═════ TEKS BACAAN

Rabu 09 Oct 2019 20:48 WIB

Kapolri Tegaskan Terus Kejar Anggota KNPB Terlibat Kerusuhan

Menurut Tito, definisi aman di Papua apabila anggota KNPB dan ULMWP ditangkap.

Prajurit TNI berjaga di antara warga yang gagal berangkat untuk mengungsi dengan menumpang pesawat Hercules TNI AU di Bandar Udara Wamena, Papua, Rabu (9/10/2019).
Foto: Antara/M Risyal Hidayat
Prajurit TNI berjaga di antara warga yang gagal berangkat untuk mengungsi dengan menumpang pesawat Hercules TNI AU di Bandar Udara Wamena, Papua, Rabu (9/10/2019).

REPUBLIKA.CO.ID, JAYAPURA -- Kapolri Jenderal Polisi Tito Karnavian menegaskan pihaknya terus mengejar anggota KNPB dan ULMWP, kemudian menangkap mereka. Polisi, kata Tito di Sentani, Rabu (9/10), sudah mengantongi nama anggota United Liberation Movement for West Papua (ULMWP) dan Komite Nasional Papua Barat (KNPB) atas dugaan keterlibatan mereka dalam berbagai aksi di Papua.

══════════
═════ MATERI YANG DISEDIAKAN

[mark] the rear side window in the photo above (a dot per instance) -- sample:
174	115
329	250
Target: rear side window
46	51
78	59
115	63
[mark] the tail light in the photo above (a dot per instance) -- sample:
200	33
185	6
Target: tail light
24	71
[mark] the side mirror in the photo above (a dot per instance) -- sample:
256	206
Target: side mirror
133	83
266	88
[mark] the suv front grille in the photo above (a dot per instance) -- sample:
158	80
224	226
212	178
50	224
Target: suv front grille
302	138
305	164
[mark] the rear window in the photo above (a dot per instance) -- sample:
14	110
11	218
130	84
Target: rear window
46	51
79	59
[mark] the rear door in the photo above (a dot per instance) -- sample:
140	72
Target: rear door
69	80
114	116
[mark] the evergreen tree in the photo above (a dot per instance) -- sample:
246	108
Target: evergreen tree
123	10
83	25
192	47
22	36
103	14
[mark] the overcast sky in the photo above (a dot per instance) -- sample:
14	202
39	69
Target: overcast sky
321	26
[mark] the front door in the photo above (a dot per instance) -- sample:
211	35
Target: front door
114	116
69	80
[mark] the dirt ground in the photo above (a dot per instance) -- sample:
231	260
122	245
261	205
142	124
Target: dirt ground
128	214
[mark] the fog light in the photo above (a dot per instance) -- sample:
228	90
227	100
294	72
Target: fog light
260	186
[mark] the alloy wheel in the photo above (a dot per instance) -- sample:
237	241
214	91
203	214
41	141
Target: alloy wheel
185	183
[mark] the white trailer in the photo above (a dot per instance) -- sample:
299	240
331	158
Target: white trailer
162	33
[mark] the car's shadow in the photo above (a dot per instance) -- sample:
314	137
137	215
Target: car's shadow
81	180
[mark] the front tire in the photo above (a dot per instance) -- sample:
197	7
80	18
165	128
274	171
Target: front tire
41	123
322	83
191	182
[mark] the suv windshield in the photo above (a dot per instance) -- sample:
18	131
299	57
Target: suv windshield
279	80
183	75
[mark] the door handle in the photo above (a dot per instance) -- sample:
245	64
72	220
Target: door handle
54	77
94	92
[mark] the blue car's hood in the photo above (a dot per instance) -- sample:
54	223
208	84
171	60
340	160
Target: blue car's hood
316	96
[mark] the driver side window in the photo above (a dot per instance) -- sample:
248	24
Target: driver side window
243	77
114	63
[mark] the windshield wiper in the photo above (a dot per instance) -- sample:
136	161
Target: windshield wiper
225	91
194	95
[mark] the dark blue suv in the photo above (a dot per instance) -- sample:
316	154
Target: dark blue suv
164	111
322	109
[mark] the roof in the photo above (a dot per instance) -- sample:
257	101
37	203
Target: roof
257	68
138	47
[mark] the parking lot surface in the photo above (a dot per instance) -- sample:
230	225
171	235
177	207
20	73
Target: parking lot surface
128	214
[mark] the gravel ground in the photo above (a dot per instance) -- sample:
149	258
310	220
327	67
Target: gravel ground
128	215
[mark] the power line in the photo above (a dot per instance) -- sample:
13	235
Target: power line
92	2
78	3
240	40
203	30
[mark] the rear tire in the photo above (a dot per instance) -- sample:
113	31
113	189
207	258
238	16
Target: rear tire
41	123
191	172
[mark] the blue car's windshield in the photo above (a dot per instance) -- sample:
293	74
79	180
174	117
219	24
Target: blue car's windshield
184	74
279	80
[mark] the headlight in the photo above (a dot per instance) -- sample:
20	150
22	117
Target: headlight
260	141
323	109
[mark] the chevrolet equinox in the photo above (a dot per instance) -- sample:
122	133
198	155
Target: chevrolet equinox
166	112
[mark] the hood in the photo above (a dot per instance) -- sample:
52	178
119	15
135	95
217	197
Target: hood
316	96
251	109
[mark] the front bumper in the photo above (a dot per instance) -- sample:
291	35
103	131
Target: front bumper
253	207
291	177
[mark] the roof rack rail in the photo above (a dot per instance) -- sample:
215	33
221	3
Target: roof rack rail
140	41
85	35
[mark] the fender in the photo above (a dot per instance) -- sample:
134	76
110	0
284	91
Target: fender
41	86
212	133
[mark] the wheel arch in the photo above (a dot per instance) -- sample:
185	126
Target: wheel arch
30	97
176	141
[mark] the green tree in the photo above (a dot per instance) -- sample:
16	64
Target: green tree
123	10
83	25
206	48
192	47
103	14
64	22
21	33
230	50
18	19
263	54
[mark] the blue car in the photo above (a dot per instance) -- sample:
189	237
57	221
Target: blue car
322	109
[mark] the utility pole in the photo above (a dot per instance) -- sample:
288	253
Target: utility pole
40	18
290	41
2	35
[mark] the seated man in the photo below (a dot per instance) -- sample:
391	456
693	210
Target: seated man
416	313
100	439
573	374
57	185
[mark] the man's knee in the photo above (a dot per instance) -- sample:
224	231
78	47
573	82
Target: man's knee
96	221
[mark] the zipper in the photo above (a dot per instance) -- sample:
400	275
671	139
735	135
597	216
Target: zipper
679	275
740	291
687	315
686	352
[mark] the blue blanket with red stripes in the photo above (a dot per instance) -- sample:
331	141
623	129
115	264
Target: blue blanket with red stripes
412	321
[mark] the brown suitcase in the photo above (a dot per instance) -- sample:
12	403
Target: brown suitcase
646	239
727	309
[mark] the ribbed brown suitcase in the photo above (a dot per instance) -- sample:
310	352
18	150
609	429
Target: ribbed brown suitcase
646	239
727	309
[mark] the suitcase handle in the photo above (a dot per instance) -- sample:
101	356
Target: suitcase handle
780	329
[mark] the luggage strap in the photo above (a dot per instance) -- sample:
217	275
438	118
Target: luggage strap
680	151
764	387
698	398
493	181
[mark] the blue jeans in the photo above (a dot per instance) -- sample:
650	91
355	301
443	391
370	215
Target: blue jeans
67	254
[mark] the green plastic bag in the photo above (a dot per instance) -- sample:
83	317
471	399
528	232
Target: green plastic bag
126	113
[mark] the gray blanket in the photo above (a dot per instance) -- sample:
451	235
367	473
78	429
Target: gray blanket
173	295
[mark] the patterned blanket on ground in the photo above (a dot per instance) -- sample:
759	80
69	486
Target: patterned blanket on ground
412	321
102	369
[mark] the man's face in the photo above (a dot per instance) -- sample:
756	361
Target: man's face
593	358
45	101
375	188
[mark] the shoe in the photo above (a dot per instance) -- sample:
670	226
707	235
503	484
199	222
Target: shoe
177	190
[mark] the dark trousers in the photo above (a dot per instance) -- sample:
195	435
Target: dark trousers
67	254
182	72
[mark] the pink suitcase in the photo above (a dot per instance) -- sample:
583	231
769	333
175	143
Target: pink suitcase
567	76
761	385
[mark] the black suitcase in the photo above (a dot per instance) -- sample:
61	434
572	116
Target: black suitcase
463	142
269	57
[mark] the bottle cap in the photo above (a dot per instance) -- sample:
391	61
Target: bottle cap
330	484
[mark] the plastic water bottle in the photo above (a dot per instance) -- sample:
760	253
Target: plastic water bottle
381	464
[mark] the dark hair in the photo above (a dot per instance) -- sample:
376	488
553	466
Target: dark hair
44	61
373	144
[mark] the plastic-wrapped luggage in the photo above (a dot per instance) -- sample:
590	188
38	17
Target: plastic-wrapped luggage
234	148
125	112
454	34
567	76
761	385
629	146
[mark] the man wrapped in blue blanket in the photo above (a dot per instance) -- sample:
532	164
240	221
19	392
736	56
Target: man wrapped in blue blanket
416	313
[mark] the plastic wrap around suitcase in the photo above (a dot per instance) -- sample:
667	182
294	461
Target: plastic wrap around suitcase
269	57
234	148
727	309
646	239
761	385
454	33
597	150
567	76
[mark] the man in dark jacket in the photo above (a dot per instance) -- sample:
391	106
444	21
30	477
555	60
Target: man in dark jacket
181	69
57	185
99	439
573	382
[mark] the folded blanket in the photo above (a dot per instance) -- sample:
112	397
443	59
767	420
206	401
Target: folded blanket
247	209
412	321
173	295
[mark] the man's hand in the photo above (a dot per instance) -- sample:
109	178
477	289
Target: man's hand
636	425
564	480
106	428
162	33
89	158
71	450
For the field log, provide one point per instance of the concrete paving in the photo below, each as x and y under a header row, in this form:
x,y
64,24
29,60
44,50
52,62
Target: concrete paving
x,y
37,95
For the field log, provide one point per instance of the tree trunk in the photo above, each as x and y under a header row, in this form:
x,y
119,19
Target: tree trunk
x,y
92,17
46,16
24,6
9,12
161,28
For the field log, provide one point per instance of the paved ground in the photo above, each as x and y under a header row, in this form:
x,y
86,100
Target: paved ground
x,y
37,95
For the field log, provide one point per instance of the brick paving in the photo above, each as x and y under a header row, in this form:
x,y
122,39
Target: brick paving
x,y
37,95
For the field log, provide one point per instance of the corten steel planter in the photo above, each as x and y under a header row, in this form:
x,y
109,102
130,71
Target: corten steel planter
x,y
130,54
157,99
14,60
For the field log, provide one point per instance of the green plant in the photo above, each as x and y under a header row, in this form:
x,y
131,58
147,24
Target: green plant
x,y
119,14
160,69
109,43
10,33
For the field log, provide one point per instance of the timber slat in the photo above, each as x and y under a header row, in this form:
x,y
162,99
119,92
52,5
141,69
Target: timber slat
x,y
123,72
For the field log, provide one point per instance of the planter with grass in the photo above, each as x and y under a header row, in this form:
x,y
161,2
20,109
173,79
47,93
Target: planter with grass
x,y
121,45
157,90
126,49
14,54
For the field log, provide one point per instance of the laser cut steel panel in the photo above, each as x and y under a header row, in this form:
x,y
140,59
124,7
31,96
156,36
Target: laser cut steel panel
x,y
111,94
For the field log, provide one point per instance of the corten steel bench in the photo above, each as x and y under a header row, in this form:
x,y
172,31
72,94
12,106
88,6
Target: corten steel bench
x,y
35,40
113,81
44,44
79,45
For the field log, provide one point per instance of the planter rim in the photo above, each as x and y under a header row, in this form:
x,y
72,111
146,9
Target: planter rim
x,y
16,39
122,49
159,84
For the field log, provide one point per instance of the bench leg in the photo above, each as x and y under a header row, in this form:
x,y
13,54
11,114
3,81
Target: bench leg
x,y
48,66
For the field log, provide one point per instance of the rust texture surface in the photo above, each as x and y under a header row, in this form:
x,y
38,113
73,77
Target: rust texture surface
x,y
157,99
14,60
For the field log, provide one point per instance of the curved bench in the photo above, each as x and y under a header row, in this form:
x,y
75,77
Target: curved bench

══════════

### [TUGAS 1]
Jawablah dengan singkat berdasarkan teks:
(a) Menurut Tito, kapan Papua dapat dikatakan aman?
(b) Di mana prajurit TNI berjaga di antara warga yang gagal berangkat mengungsi?
(c) Di mana Tito menyampaikan pernyataannya?
### [TUGAS 2]
Ubah bagian teks mulai dari "Kapolri Tegaskan Terus" sampai dengan "aksi di Papua." dengan mengganti "Bandar Udara" menjadi "Bandara".
Gunakan teks saja sebagai sumber jawaban.

### [HASIL AKHIR 1]
(a) Apabila anggota KNPB dan ULMWP ditangkap.
(b) Di Bandar Udara Wamena, Papua.
(c) Di Sentani.

### [HASIL AKHIR 2]
Kapolri Tegaskan Terus Kejar Anggota KNPB Terlibat Kerusuhan

Menurut Tito, definisi aman di Papua apabila anggota KNPB dan ULMWP ditangkap.

Prajurit TNI berjaga di antara warga yang gagal berangkat untuk mengungsi dengan menumpang pesawat Hercules TNI AU di Bandara Wamena, Papua, Rabu (9/10/2019).
Foto: Antara/M Risyal Hidayat
Prajurit TNI berjaga di antara warga yang gagal berangkat untuk mengungsi dengan menumpang pesawat Hercules TNI AU di Bandara Wamena, Papua, Rabu (9/10/2019).

REPUBLIKA.CO.ID, JAYAPURA -- Kapolri Jenderal Polisi Tito Karnavian menegaskan pihaknya terus mengejar anggota KNPB dan ULMWP, kemudian menangkap mereka. Polisi, kata Tito di Sentani, Rabu (9/10), sudah mengantongi nama anggota United Liberation Movement for West Papua (ULMWP) dan Komite Nasional Papua Barat (KNPB) atas dugaan keterlibatan mereka dalam berbagai aksi di Papua.